Entries shown:
::::::

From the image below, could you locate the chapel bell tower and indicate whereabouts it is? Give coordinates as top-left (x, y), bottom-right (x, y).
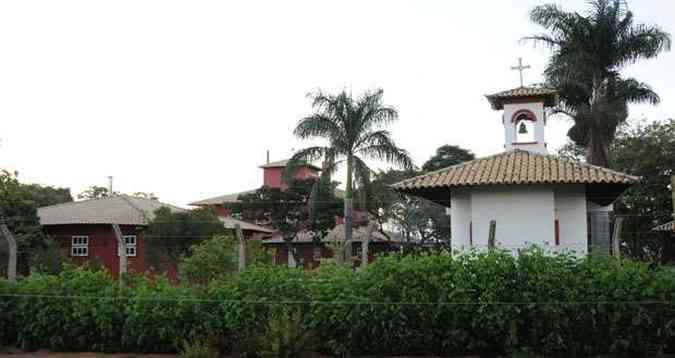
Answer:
top-left (485, 59), bottom-right (558, 154)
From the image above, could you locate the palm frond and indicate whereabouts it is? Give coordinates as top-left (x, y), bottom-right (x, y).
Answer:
top-left (293, 113), bottom-right (340, 139)
top-left (357, 141), bottom-right (414, 169)
top-left (282, 146), bottom-right (331, 183)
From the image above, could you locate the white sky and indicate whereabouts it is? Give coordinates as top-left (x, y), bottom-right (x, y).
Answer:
top-left (0, 0), bottom-right (675, 205)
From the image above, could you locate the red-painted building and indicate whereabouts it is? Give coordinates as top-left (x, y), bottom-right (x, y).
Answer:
top-left (190, 160), bottom-right (399, 269)
top-left (38, 195), bottom-right (184, 278)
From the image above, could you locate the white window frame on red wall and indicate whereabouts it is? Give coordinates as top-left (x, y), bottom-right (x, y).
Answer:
top-left (70, 235), bottom-right (89, 257)
top-left (117, 235), bottom-right (138, 257)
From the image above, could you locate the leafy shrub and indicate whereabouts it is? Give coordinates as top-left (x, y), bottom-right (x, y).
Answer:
top-left (0, 251), bottom-right (675, 356)
top-left (180, 235), bottom-right (239, 283)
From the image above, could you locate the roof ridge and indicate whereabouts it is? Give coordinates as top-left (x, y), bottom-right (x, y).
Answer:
top-left (38, 195), bottom-right (119, 209)
top-left (391, 148), bottom-right (640, 187)
top-left (188, 188), bottom-right (258, 206)
top-left (117, 194), bottom-right (152, 224)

::::::

Exercise: Write every line of the records above as a JSON list of strings, one string per line, with blank lines omitted and the pictures left out.

Answer to the problem:
[
  "From the image below, could you locate the chapel bell tower and indicate whereabouts it is? Give coordinates as top-left (x, y), bottom-right (x, y).",
  "Answer:",
  "top-left (485, 59), bottom-right (558, 154)",
  "From the image above, could you locate the palm frond and indicate whereabouts it is? Give coordinates as top-left (x, y), bottom-right (x, y).",
  "Answer:",
  "top-left (293, 113), bottom-right (340, 139)",
  "top-left (357, 141), bottom-right (414, 169)",
  "top-left (282, 146), bottom-right (331, 183)",
  "From the image above, could you locate the white sky and indicate whereabouts it is? Give coordinates as top-left (x, y), bottom-right (x, y).",
  "Answer:",
  "top-left (0, 0), bottom-right (675, 205)",
  "From the image above, could you locate the red-painted building and indicate whereabouts it is? Give coordinates as top-left (x, y), bottom-right (x, y).",
  "Answer:",
  "top-left (190, 160), bottom-right (399, 269)",
  "top-left (38, 195), bottom-right (184, 278)",
  "From the image above, could you locate the white window frame on red wall and indicate whereabouts it is? Give coordinates as top-left (x, y), bottom-right (x, y).",
  "Answer:",
  "top-left (70, 235), bottom-right (89, 257)",
  "top-left (117, 235), bottom-right (138, 257)",
  "From the image above, could you locate the leafy shrub and indicate whereabouts it is? Give coordinates as top-left (x, y), bottom-right (x, y).",
  "Answer:",
  "top-left (0, 251), bottom-right (675, 356)",
  "top-left (180, 235), bottom-right (239, 283)",
  "From the image above, could you locate the roof ridge and indicate whereabouts it is? Give coordinates as top-left (x, y), bottom-right (x, y).",
  "Answer:",
  "top-left (38, 195), bottom-right (119, 209)",
  "top-left (391, 148), bottom-right (640, 187)",
  "top-left (188, 188), bottom-right (258, 206)",
  "top-left (117, 194), bottom-right (152, 224)"
]